**Exercise goal:**
Pick out every line in the listing below that contains the string "building", and copy each one in full. Case counts.

**Supplied records:**

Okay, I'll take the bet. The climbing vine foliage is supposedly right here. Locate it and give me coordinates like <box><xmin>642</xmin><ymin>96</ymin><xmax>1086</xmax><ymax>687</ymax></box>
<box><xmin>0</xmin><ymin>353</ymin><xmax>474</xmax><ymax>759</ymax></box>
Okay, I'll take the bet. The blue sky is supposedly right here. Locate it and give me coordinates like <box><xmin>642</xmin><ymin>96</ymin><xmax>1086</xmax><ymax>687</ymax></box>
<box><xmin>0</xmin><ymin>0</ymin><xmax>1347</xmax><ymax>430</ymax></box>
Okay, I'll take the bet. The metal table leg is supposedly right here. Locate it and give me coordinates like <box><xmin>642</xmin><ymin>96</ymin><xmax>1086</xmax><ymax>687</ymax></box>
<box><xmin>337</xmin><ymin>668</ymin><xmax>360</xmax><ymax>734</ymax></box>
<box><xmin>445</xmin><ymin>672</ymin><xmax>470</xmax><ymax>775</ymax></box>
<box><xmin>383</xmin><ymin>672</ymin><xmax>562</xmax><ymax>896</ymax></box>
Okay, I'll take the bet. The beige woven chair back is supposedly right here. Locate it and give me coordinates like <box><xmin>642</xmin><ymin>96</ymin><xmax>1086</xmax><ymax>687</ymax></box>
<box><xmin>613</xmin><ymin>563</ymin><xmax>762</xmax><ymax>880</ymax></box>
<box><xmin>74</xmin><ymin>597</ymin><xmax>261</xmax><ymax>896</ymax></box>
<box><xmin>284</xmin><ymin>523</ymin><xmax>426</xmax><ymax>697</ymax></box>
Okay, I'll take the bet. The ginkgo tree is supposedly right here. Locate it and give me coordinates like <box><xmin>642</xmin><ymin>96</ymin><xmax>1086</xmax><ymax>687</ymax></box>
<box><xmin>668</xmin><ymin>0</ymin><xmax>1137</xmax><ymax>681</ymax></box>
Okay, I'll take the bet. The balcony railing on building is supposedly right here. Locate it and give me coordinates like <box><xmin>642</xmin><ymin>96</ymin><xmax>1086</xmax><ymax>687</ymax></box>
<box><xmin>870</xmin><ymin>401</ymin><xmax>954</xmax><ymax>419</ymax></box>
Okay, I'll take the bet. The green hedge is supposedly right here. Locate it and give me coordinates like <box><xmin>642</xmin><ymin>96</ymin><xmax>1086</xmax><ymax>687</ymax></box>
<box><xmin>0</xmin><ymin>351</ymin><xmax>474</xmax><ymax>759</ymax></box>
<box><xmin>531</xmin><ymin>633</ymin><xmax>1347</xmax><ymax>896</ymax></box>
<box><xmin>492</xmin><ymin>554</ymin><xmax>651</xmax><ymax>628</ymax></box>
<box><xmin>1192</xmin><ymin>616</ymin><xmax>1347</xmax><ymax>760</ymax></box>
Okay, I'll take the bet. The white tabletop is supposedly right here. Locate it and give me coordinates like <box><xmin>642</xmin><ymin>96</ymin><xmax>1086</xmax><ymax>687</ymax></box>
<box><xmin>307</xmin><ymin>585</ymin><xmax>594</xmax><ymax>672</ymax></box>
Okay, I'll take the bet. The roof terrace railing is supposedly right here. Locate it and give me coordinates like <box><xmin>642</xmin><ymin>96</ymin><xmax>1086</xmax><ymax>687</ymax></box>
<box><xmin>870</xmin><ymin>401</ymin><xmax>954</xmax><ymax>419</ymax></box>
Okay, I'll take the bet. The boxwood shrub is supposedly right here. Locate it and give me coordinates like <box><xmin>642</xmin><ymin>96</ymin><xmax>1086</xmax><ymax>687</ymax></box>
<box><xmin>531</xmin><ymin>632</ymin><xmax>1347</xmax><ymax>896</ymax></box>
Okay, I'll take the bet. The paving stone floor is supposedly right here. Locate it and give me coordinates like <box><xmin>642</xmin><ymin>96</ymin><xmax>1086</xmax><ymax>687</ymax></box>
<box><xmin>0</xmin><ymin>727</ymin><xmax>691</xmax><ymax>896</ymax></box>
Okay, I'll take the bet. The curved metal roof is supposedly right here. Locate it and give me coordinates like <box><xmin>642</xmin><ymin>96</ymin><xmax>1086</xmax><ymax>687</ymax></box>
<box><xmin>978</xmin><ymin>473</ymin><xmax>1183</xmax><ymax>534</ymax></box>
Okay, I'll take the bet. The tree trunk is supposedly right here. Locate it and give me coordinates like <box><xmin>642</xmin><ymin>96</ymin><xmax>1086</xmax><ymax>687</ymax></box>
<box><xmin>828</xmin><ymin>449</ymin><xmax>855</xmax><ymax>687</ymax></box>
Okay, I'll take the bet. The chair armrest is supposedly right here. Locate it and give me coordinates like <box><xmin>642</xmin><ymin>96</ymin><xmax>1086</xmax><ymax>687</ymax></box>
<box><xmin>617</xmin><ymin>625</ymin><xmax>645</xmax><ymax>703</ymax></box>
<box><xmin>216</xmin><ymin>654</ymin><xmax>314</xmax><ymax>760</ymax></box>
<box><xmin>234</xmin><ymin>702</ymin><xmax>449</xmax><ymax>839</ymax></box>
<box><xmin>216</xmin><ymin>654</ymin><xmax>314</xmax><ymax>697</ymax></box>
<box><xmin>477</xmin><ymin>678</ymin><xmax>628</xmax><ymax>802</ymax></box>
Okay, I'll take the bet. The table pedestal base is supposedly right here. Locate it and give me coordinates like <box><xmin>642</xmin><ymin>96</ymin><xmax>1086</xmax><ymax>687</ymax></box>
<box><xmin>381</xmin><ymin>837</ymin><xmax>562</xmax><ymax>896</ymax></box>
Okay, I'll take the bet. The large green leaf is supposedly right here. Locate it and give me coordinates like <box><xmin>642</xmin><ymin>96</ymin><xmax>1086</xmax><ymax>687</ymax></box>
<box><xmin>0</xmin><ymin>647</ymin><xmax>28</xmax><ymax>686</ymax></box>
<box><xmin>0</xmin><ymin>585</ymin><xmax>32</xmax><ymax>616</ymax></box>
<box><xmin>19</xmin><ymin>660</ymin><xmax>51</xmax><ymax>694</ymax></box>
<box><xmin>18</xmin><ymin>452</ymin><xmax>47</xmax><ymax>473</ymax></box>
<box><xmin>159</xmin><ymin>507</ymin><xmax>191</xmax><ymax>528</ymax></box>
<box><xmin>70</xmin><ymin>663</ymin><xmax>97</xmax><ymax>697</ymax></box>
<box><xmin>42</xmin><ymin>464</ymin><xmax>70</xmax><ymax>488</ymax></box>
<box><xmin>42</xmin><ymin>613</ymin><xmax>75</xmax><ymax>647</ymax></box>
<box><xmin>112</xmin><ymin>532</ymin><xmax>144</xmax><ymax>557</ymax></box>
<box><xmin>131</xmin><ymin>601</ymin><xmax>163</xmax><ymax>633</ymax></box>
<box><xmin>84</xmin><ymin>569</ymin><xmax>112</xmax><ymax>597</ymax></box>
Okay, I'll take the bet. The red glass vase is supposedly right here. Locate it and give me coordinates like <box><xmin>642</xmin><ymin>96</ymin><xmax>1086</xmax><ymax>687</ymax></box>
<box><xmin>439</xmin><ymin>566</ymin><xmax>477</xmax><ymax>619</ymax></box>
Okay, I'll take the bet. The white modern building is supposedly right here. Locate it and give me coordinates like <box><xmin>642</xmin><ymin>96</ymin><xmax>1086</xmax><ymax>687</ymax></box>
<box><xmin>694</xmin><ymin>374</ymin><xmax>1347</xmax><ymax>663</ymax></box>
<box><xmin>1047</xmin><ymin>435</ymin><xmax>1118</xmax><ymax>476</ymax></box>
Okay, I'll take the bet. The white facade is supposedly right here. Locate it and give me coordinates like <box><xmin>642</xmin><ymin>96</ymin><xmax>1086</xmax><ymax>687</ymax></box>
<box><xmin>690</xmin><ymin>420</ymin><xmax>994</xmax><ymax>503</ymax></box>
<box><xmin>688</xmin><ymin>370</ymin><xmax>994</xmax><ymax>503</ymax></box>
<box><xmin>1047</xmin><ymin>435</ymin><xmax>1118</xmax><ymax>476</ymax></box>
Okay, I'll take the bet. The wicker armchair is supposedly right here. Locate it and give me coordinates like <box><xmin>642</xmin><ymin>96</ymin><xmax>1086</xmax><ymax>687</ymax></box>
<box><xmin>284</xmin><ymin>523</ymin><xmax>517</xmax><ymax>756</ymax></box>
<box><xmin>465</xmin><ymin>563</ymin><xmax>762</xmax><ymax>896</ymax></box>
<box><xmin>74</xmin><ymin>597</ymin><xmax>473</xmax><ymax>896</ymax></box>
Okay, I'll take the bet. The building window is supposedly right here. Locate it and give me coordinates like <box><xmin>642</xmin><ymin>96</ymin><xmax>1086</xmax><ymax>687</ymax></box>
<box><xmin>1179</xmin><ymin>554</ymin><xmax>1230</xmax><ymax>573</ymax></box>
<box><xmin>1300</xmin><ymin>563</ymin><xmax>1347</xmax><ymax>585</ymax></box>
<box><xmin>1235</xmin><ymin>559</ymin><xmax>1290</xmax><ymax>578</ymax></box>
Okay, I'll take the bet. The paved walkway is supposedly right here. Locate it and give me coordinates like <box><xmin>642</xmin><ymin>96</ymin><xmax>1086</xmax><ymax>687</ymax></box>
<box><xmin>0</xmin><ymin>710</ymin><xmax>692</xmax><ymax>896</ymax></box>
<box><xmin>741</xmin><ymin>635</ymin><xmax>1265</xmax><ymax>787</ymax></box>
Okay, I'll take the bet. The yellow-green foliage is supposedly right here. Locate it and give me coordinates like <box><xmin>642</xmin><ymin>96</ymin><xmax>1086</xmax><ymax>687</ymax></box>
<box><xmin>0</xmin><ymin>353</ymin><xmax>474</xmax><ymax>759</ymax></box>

**Written answer:**
Okay, I'll take the bet. The balcony railing on building is supposedly right here. Locate it and give me coordinates like <box><xmin>642</xmin><ymin>96</ymin><xmax>1086</xmax><ymax>687</ymax></box>
Okay, I'll take the bet. The white modern building is supposedly right here. Locate it and give me coordinates like <box><xmin>642</xmin><ymin>96</ymin><xmax>1086</xmax><ymax>687</ymax></box>
Okay, I'll take the bet. The building window is supposedly right here. Locate it and give me coordinates like <box><xmin>642</xmin><ymin>96</ymin><xmax>1086</xmax><ymax>687</ymax></box>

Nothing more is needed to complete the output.